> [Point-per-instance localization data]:
********

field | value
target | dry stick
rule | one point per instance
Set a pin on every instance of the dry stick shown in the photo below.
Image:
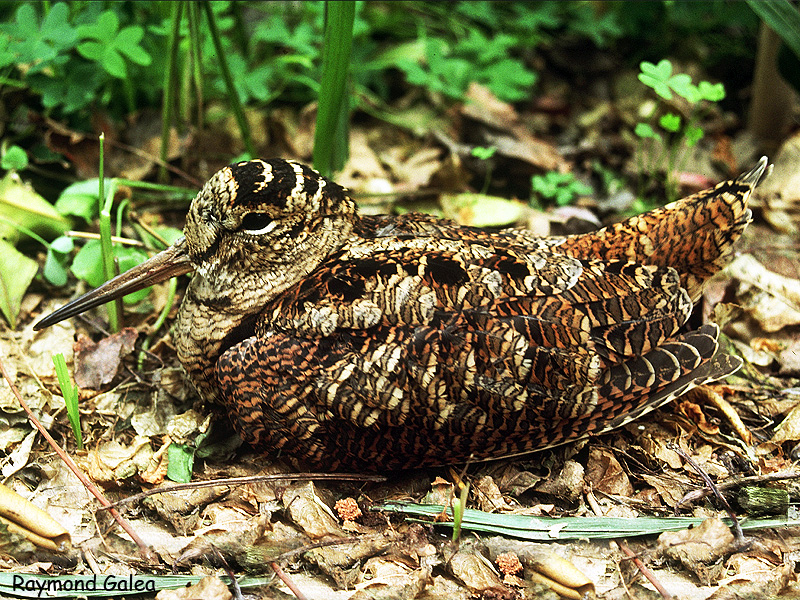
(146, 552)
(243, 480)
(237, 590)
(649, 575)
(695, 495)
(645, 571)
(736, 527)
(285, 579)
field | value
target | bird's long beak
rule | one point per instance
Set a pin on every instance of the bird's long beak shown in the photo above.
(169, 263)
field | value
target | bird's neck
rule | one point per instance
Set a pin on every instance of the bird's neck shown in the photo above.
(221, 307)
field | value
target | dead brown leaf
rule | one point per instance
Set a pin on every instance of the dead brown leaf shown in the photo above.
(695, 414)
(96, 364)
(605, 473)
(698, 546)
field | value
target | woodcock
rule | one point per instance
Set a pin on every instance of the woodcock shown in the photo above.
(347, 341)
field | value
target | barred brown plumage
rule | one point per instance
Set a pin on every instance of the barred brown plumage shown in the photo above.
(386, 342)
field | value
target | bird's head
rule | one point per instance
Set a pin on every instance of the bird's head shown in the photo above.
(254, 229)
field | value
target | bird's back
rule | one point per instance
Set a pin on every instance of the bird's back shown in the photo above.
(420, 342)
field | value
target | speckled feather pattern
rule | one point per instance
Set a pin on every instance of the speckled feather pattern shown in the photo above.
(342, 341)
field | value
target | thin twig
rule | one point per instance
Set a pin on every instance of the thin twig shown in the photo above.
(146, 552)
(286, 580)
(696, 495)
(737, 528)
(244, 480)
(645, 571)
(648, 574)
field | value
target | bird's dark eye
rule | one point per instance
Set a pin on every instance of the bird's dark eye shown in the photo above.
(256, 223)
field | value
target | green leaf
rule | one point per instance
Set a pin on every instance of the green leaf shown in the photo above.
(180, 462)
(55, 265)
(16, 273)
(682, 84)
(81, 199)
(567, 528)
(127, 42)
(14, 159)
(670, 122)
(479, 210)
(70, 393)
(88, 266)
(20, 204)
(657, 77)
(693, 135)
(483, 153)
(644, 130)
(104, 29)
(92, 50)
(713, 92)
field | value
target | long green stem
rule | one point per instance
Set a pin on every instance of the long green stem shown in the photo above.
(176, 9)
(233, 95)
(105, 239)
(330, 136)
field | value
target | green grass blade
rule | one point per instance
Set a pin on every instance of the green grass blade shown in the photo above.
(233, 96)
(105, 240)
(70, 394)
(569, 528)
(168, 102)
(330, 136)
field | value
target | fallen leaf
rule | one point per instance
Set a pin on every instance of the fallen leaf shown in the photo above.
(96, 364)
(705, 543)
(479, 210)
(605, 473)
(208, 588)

********

> [DIRECTIONS FOR THIS TASK]: Please write out, exactly as they appear, the lines from the one containing "Set a pin on every instance of the fallen" through the last line of the records above, and nothing more.

> [WRITTEN RESPONSE]:
Set a pin on every instance of the fallen leaf shown in the photo above.
(96, 364)
(705, 543)
(479, 210)
(605, 473)
(208, 588)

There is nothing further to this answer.